Pointing and labeling entries:

● ● ● ● ●

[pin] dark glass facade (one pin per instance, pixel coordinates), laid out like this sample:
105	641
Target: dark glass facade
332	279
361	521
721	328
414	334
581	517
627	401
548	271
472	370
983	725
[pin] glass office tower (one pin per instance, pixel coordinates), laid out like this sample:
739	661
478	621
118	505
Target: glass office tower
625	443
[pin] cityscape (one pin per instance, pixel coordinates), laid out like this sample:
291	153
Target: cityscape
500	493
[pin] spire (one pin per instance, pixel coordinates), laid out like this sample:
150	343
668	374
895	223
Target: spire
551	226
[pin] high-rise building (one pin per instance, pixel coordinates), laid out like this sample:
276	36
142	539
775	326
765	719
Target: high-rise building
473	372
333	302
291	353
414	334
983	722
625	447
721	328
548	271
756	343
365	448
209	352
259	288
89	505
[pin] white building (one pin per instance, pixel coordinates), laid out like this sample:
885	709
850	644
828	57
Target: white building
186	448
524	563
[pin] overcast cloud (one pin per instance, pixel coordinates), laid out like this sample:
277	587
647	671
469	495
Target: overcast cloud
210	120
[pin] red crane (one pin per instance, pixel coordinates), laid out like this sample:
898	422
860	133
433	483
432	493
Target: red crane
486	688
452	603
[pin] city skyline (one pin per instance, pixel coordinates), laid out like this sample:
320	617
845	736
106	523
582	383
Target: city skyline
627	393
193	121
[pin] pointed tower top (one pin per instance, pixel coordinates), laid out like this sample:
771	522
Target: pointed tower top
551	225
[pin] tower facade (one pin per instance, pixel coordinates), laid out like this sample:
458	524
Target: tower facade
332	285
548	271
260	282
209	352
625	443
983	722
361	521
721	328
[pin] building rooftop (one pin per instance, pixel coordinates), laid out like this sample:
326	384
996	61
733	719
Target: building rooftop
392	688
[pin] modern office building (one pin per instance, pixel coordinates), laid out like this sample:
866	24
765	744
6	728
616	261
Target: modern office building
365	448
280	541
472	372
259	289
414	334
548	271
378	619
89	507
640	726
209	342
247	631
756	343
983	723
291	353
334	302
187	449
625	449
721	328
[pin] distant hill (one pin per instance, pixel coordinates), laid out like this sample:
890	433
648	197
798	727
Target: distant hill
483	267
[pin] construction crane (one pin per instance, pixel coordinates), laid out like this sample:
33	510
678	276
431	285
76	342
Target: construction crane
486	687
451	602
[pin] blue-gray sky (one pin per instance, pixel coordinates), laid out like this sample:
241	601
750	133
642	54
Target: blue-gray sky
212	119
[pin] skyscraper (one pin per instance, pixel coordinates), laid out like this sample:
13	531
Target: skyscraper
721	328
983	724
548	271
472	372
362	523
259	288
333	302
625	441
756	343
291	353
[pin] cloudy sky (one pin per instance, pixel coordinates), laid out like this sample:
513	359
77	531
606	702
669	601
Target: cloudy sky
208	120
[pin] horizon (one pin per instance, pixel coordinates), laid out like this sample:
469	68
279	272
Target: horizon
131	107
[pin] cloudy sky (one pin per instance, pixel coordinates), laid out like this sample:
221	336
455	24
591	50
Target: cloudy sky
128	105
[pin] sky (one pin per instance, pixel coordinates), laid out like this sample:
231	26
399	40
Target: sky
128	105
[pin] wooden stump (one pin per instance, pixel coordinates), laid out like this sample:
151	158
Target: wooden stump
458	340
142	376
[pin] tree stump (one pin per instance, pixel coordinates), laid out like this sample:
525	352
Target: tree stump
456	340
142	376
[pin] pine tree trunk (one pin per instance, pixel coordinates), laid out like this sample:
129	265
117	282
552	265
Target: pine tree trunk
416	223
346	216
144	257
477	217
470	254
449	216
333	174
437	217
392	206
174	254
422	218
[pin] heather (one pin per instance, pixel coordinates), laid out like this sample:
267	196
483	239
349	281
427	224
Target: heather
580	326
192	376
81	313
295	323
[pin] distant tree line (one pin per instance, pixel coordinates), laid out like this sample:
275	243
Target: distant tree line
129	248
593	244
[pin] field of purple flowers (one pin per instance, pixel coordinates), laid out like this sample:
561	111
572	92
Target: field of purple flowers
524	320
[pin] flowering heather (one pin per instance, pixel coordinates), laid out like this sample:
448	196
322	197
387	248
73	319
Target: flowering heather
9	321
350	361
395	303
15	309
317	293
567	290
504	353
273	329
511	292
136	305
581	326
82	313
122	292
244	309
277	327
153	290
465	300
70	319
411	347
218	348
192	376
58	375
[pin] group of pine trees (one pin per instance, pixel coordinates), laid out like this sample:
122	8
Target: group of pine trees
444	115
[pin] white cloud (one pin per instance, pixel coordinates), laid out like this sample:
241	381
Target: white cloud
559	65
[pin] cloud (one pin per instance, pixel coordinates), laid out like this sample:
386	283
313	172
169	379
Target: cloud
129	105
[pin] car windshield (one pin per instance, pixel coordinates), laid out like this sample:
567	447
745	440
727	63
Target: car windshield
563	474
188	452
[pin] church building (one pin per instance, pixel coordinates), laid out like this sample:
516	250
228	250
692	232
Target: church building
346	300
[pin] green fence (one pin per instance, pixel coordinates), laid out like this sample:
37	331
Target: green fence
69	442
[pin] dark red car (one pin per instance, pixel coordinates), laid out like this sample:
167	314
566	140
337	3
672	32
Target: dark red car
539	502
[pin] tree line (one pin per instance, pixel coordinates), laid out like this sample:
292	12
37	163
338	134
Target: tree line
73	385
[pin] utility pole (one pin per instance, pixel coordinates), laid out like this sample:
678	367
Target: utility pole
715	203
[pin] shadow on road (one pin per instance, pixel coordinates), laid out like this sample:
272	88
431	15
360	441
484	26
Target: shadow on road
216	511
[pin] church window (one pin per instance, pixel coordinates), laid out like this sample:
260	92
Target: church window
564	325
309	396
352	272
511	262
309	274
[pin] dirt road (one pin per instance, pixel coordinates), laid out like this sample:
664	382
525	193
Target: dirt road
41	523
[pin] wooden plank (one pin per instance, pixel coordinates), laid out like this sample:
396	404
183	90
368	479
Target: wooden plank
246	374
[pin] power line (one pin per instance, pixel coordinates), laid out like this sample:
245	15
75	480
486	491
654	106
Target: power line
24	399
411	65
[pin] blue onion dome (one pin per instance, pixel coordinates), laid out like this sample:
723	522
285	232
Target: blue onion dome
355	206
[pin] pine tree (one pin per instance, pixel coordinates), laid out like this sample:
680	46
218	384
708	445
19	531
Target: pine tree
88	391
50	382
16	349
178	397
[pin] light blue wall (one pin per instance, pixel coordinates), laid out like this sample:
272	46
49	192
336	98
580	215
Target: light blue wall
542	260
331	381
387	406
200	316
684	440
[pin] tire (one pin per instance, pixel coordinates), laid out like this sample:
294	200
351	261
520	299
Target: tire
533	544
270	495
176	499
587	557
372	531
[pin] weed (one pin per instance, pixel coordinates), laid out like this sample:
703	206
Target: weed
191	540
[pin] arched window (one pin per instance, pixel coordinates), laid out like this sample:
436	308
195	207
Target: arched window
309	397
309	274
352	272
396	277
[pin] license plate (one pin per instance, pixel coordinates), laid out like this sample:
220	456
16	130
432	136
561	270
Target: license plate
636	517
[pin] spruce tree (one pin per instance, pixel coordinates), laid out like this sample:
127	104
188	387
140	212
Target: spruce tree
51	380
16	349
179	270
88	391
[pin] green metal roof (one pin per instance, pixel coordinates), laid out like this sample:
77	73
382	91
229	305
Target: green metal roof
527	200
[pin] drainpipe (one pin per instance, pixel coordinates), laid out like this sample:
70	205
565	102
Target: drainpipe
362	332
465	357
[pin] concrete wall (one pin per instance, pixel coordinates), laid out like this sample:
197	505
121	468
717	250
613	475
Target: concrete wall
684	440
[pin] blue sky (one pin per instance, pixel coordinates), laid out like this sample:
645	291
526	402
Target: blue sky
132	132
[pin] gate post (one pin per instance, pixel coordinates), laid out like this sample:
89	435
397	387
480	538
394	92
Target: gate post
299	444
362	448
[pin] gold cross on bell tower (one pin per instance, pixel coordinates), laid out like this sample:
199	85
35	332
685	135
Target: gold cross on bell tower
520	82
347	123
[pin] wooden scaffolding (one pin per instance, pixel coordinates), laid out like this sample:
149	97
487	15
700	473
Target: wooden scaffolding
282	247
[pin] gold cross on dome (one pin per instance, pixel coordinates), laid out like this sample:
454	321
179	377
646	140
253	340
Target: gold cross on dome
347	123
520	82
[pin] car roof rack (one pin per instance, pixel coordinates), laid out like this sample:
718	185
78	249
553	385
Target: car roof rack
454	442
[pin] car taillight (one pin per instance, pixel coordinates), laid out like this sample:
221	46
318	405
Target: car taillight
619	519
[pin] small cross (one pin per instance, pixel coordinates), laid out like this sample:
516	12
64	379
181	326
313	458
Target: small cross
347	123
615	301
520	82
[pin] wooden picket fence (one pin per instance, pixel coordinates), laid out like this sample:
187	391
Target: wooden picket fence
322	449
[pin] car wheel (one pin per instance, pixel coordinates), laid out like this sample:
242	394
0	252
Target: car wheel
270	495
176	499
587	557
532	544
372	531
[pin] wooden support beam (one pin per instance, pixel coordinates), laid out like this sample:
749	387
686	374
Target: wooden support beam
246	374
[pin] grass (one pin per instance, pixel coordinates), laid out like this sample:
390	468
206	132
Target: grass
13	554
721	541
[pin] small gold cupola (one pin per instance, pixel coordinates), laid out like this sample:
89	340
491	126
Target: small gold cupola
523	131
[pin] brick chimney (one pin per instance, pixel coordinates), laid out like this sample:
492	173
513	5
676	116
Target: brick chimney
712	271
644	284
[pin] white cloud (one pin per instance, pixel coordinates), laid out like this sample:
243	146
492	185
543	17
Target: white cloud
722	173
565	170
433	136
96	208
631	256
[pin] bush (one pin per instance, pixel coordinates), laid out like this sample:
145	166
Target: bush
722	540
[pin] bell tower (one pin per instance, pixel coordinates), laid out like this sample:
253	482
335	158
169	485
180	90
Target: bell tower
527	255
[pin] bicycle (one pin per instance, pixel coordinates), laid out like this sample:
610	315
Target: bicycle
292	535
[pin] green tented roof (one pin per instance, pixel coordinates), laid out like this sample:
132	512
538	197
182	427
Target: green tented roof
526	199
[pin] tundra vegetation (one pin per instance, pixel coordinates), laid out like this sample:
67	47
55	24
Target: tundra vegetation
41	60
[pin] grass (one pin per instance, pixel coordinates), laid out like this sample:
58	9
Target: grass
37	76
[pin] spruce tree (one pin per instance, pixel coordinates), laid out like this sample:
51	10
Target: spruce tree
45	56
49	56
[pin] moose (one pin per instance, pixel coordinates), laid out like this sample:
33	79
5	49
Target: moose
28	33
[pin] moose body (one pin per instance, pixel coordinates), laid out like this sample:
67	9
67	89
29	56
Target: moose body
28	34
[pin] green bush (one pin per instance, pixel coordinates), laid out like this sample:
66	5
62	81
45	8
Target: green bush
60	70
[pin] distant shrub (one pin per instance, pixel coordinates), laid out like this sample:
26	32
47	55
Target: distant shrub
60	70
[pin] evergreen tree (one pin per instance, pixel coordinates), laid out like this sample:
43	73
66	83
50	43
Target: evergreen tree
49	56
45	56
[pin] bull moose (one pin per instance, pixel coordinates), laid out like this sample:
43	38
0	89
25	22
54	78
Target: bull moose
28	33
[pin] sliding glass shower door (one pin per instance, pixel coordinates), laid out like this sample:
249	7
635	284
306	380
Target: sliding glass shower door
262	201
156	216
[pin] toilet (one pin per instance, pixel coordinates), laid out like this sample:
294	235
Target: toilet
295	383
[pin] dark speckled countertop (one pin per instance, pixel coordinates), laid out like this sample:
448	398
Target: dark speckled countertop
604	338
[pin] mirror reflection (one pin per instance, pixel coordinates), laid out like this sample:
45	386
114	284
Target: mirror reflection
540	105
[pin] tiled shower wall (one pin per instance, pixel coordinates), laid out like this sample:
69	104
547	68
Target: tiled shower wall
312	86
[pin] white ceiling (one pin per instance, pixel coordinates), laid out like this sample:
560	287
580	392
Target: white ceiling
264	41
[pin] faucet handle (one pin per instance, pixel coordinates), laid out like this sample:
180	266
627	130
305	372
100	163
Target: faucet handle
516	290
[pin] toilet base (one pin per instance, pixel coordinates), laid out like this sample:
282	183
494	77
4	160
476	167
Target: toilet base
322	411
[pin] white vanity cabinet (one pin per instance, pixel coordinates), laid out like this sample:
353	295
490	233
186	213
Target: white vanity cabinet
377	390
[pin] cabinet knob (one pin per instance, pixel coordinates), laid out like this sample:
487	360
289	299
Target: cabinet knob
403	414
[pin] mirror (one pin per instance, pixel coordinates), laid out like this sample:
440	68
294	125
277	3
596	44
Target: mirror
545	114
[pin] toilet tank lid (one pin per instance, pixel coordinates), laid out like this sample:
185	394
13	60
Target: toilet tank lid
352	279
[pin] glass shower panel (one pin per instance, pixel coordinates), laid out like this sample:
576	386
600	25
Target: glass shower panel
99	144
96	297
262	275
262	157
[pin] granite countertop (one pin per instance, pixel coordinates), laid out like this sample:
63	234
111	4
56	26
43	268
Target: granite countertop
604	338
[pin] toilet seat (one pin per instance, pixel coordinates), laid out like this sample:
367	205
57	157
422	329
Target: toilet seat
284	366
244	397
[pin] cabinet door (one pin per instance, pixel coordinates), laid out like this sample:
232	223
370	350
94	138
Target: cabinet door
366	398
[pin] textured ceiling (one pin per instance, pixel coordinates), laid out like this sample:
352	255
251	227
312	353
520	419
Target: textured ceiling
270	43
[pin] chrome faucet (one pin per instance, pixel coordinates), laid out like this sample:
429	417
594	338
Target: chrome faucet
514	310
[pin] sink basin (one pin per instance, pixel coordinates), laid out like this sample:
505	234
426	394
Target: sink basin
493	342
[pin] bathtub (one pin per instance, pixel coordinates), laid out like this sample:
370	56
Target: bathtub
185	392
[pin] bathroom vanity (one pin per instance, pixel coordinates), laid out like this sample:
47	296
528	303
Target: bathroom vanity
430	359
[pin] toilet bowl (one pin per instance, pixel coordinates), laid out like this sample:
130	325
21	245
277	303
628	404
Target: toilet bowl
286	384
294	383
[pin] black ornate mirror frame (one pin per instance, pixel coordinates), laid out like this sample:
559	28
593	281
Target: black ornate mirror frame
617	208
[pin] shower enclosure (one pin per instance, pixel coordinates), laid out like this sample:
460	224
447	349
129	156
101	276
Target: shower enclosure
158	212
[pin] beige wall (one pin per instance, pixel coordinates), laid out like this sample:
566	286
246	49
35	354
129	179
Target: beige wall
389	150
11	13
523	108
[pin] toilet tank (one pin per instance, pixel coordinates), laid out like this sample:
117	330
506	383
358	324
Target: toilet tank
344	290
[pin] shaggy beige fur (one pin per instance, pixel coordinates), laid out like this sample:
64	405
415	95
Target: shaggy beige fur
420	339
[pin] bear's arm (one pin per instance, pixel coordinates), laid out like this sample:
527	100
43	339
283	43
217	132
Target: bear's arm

● ● ● ● ●

[Do this]
Restate word for word the lines from the one holding "[pin] bathtub (one" to the end of the listing, both ends included, and nothing more.

[Solution below]
[pin] bathtub (one pin per instance, pixel coordinates), laid out like this sample:
370	56
Target: bathtub
185	392
[pin] bathroom vanity (one pin per instance, pixel coordinates), laid out like this sample:
47	296
528	303
Target: bathroom vanity
430	359
[pin] toilet bowl (one pin per instance, pixel coordinates), laid out like this sample:
130	325
21	245
277	303
628	404
Target: toilet bowl
286	384
294	383
[pin] black ornate mirror frame (one pin per instance, pixel coordinates), laid out like this sample:
559	28
593	281
Target: black ornate mirror frame
617	208
[pin] shower enclosure (one pin per instance, pixel coordinates), laid out like this sample:
460	224
447	349
129	156
101	276
Target: shower enclosure
158	212
[pin] beige wall (one pin per instance, pixel coordinates), laid out like this sample:
566	286
246	49
35	354
129	179
Target: beige wall
389	150
11	13
523	108
[pin] toilet tank (one pin per instance, pixel coordinates), laid out like this sample:
117	330
506	383
358	324
Target: toilet tank
344	290
[pin] shaggy beige fur (one pin per instance, pixel coordinates), laid out like this sample:
64	405
415	95
Target: shaggy beige fur
420	339
[pin] bear's arm (one pin per instance, pixel coordinates), laid out like this sample:
527	100
43	339
283	43
217	132
Target: bear's arm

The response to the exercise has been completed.